### WORK REQUIRED
Once the pictures are set aside, repeat all of the data below exactly.

(Saved entries)
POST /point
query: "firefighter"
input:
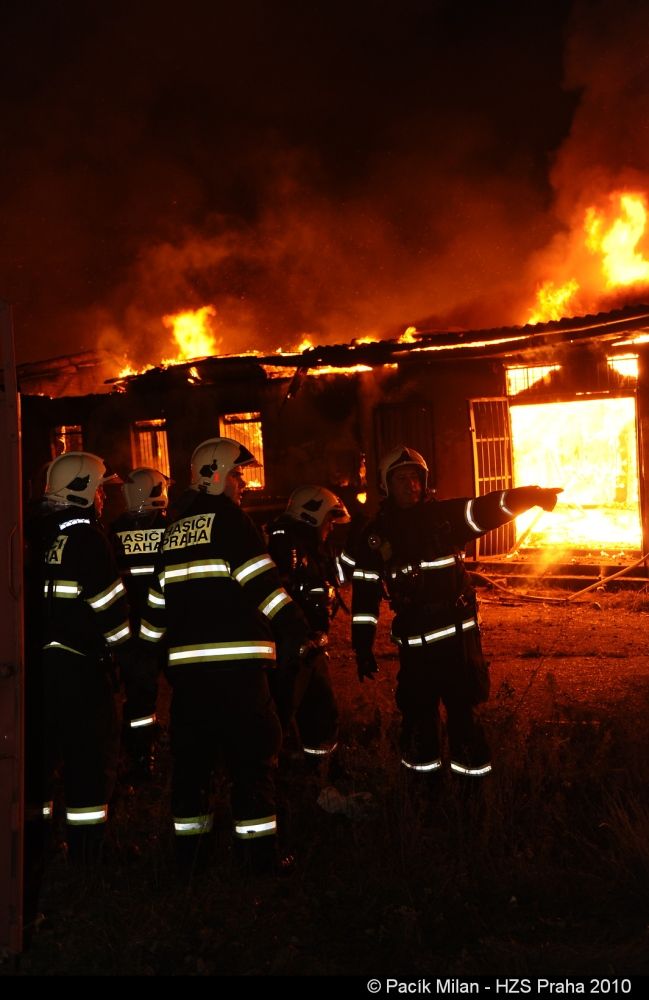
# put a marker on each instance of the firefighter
(136, 537)
(217, 598)
(84, 617)
(299, 543)
(414, 549)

### TASK RESULT
POST /point
query: "firefighter"
input:
# put a marker on each instance of the firefighter
(136, 537)
(217, 598)
(84, 617)
(299, 543)
(414, 549)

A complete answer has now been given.